- **OBJECTIVE**
Retype the rows from their first line through the line with "x=207 y=157", including both of those lines, without changing a single character.

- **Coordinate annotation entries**
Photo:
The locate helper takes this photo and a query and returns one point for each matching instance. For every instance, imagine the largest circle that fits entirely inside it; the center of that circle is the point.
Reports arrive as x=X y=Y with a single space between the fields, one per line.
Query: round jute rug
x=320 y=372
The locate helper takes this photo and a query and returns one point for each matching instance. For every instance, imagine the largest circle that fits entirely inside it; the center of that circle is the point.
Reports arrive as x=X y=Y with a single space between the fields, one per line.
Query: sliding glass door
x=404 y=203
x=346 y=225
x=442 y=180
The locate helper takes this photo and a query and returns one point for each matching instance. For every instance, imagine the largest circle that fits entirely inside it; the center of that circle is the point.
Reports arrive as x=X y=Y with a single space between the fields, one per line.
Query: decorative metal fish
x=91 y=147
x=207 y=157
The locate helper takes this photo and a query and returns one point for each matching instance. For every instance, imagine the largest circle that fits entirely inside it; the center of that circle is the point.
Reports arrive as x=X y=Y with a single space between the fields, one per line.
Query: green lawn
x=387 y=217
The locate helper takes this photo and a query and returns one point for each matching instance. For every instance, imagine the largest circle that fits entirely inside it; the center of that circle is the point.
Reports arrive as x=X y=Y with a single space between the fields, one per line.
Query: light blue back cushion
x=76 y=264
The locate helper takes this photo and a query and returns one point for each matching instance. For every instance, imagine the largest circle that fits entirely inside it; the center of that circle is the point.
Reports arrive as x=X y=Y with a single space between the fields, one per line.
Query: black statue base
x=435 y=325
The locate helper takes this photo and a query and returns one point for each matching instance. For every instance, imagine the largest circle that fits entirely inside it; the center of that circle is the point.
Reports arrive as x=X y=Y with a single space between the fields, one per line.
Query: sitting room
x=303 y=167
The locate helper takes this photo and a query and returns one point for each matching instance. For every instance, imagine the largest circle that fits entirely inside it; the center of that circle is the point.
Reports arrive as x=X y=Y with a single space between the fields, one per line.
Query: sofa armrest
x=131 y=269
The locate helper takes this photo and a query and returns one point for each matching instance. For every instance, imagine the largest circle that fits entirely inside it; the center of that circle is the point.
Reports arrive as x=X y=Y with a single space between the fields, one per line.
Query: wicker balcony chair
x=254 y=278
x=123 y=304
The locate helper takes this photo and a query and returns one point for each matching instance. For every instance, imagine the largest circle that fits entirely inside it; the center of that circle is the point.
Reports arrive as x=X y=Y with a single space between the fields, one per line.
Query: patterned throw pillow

- **EXERCISE RESULT**
Photo:
The locate helper takes this photo and a query and returns one point for each matching instance. For every instance, imagine the largest circle that fits entirely inside it; the center of that circle is the point.
Reports arrive as x=X y=Y with a single space between the fields, one per line.
Query: round jute rug
x=320 y=372
The locate helper takes this photo and a query and returns one point for each matching instance. For every instance, imagine the largest circle that fits entirely inside it; the center of that circle is the point.
Reports arrive as x=X y=Y with a single space between the fields, one per line.
Query: sliding glass door
x=404 y=203
x=346 y=225
x=442 y=180
The locate helper takes this photo and a query and returns one point for each matching instance. For every instance, imagine the largest circle that fits entirely inside it; the center of that circle is the point.
Reports arrive as x=X y=Y with a single space between the fields, one per line.
Query: decorative metal fish
x=91 y=147
x=207 y=157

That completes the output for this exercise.